Rewrite the part of the data listing below that opens with the line containing "job: overcast sky" and closes with the line containing "15], [196, 14]]" as a JSON list of strings, with one string per line and blank lines omitted.

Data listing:
□ □ □

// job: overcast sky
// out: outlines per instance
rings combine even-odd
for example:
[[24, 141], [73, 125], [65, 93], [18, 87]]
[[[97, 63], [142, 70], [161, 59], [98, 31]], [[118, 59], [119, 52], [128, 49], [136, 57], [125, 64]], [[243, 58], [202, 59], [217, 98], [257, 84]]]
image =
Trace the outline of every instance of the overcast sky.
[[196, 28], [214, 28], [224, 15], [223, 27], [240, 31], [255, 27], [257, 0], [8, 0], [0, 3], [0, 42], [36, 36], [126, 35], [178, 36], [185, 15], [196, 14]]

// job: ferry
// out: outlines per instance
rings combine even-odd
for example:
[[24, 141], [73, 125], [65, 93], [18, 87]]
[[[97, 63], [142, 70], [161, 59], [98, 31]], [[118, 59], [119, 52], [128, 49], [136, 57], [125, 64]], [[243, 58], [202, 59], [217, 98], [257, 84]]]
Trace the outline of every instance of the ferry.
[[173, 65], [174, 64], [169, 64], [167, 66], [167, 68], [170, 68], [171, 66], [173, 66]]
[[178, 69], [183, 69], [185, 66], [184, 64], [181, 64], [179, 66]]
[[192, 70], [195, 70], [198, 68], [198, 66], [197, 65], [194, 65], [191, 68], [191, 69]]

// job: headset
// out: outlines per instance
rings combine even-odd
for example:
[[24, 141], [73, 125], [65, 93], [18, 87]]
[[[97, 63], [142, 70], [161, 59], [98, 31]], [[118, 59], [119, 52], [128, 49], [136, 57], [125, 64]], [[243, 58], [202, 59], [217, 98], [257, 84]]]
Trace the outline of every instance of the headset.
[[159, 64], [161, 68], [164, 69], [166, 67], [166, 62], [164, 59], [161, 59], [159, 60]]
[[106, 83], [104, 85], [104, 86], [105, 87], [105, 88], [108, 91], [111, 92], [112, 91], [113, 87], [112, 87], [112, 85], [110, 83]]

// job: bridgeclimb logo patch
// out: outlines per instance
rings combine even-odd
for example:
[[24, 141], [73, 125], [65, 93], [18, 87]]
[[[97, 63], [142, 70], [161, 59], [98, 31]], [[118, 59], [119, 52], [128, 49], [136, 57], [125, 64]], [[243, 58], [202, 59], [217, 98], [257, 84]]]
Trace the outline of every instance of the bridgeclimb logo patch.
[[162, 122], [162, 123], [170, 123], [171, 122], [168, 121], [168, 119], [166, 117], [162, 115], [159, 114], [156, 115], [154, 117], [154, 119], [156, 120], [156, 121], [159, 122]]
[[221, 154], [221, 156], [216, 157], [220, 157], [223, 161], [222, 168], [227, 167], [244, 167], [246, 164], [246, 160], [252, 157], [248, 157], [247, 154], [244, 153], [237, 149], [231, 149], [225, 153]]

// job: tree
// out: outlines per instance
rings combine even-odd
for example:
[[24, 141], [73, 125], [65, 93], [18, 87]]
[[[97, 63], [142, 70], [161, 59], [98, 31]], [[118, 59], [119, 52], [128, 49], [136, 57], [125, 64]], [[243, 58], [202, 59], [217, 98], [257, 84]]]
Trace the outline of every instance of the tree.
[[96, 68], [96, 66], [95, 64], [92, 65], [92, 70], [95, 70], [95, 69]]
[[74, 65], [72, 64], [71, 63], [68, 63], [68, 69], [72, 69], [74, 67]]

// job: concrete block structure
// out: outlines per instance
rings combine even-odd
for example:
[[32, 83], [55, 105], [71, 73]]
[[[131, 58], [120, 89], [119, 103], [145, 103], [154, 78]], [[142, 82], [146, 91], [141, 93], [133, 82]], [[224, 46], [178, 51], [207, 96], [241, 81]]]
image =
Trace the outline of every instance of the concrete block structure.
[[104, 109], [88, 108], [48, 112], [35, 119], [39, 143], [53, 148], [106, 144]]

□ □ □

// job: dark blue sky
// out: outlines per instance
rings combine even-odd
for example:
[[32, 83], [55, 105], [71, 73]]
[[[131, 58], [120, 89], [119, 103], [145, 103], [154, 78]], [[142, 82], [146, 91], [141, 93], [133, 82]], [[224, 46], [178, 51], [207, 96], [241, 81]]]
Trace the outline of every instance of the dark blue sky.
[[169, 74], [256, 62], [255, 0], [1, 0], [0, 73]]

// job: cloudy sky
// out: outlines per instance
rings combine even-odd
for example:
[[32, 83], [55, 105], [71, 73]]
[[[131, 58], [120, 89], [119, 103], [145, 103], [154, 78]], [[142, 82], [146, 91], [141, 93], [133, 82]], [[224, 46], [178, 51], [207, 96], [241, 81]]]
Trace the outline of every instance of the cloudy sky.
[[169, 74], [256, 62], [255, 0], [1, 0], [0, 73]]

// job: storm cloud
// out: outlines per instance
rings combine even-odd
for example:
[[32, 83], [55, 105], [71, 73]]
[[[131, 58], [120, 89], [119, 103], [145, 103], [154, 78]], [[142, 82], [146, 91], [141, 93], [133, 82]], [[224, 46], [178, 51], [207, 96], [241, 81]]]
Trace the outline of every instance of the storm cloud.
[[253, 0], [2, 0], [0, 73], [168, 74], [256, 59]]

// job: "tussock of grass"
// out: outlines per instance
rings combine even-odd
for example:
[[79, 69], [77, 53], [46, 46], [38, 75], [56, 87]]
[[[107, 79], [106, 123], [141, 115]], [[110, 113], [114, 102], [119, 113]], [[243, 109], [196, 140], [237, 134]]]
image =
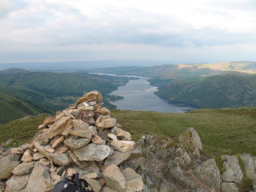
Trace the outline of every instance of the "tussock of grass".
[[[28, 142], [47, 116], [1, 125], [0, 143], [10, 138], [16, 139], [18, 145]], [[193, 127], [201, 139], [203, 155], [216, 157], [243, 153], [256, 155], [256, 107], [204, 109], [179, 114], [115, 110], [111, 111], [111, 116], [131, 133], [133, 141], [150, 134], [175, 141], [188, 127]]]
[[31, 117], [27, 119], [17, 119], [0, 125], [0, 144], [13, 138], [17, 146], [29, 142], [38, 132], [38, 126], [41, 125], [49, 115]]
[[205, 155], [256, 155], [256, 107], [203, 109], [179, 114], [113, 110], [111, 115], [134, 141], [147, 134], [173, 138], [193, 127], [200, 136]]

□ □ □

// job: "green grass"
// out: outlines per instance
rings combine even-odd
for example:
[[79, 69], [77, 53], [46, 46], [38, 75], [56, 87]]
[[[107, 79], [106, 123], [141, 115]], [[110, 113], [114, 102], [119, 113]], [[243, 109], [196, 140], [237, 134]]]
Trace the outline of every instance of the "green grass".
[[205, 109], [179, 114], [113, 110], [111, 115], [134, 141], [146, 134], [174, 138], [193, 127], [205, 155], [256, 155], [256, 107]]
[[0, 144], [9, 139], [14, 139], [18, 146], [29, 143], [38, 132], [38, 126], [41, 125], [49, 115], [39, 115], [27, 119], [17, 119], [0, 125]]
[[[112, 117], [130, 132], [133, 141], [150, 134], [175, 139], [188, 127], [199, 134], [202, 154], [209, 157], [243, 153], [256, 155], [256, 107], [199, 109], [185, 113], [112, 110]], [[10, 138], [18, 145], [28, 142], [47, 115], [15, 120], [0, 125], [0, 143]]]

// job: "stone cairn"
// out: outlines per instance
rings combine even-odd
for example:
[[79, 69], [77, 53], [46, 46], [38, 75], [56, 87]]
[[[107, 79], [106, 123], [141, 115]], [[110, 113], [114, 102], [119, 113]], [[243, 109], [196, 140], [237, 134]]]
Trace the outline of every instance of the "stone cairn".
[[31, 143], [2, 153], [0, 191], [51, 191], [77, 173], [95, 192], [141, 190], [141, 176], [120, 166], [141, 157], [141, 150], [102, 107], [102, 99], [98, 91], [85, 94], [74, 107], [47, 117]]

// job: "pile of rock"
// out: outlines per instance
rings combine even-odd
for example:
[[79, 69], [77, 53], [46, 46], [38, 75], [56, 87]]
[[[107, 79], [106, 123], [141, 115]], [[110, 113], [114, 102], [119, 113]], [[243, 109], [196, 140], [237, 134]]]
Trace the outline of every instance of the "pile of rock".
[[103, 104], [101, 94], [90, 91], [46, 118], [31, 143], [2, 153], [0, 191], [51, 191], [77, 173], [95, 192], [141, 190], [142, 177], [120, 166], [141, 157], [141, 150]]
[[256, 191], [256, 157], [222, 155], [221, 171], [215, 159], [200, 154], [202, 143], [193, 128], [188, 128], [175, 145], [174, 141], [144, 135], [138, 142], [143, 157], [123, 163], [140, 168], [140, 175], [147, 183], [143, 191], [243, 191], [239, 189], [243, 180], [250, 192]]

□ □ □

## The response
[
  "// job: overcast sky",
  "// out: outlines per instance",
  "rings combine even-odd",
  "for example:",
  "[[24, 141], [73, 125], [65, 93], [18, 87]]",
  "[[[97, 63], [142, 70], [161, 59], [98, 31]], [[118, 59], [119, 52], [128, 49], [136, 57], [125, 64]], [[243, 58], [202, 59], [217, 98], [257, 84]]]",
  "image =",
  "Trace the outline of every instance of the overcast sky.",
  "[[196, 28], [214, 28], [224, 15], [223, 27], [240, 31], [255, 27], [257, 0], [8, 0], [0, 3], [0, 42], [36, 36], [126, 35], [178, 36], [185, 15], [196, 14]]"
]